_AVAILABLE RECORDS_.

★ ★ ★ ★

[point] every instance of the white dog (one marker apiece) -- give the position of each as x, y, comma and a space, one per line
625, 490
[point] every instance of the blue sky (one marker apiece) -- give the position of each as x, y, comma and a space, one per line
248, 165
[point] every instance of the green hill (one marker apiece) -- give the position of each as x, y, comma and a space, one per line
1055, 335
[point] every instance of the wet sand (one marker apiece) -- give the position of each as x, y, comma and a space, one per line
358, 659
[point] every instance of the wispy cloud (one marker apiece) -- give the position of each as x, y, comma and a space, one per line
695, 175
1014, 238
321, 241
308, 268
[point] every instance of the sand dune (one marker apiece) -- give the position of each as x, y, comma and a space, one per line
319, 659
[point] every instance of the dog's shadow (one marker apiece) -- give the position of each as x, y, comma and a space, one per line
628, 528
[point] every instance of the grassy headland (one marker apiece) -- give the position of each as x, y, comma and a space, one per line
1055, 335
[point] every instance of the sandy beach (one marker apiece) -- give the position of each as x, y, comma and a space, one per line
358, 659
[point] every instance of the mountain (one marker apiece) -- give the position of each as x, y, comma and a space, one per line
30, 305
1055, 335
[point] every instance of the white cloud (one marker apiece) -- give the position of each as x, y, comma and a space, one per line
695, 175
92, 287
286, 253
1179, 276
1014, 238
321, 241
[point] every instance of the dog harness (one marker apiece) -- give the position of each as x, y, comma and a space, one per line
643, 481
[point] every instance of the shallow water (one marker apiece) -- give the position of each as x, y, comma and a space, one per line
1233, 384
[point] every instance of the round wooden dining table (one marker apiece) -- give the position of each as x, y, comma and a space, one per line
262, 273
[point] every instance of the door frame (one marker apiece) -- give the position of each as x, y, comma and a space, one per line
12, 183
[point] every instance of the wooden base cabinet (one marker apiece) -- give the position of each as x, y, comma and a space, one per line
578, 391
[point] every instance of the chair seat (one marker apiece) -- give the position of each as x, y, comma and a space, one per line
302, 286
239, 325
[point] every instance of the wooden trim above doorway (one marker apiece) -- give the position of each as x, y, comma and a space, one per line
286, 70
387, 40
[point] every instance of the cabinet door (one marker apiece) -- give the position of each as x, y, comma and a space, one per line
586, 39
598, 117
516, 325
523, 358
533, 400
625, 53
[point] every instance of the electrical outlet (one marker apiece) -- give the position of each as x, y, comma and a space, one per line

★ ★ ★ ★

_WHAT TO PRODUCE_.
All lines from the records above should be copied exactly.

_SOLUTION_.
[point] every instance of the white dog (one marker apiece) -- give the position of each as x, y, comma and a space, one per line
625, 490
[point] every instance of the blue sky (one marker apiece) -- give the position of each as x, y, comma and a space, one per line
248, 165
[point] every instance of the green hill (one marker apiece) -- give the position of each as x, y, comma and a space, one per line
1055, 335
[point] every instance of the wet sand (one marker apiece) -- give the position of each as x, y, comma and a space, one per line
358, 659
[point] every instance of the wispy cloud (one marker apiece) -- give the position of each as x, y, comma and a space, one per line
695, 175
1014, 238
321, 241
308, 268
[point] every instance of the sand dune (one marker apiece) -- give the position of each as x, y, comma and a space, one per line
319, 659
[point] every instance of the dog's shadow (one marker apiece) -- give the position of each as x, y, comma and a space, one per line
628, 528
[point] every instance of the grassy headland (one marker apiece) -- give the position of each as x, y, comma and a space, one per line
1055, 335
[point] every instance of the sandy beach (one marker apiece) -- give the position of each as x, y, comma and a space, one per line
358, 659
[point] every instance of the mountain (one marker apiece) -- give the position of each as x, y, comma and a space, one per line
30, 305
1055, 335
[point] every instance of the white cloud (one marker apiece) -- give the position of each as x, y, comma and a space, one per line
695, 175
92, 287
286, 253
1179, 276
1014, 238
321, 241
[point] every instance of the dog harness (one marker apiece) -- give the position of each as x, y, comma and a space, one per line
643, 481
[point] every instance of the shallow water (one marker apiece) -- give the position of each as x, y, comma and a space, one per line
1233, 384
[point] every instance of the round wooden dining table (one marker apiece) -- give the position of each as x, y, comma and a space, one per line
262, 273
[point] every instance of the door frame (one marker apiece) -- give the position of each as x, y, comma and a space, one per line
12, 183
[point] every instance of the wooden base cabinet (one marker apiece) -- give the position of each as x, y, comma and a space, one per line
578, 391
[point] every instance of the chair seat (one marker apiece) -- give the position of each as x, y, comma and a space, one per line
302, 286
239, 325
[point] every instance of the wooden trim above doorway (one marker apiece) -- give the position of each as x, y, comma and a space, one per line
286, 70
387, 40
[point] every instance of the cabinet door (one marker apiece) -- give the position of each as x, y, comma and a space, one per line
586, 39
598, 117
516, 325
523, 358
533, 400
625, 53
[point] every instance of the electrical outlet (one marker apiece) -- give the position of each as x, y, comma and a space, one per line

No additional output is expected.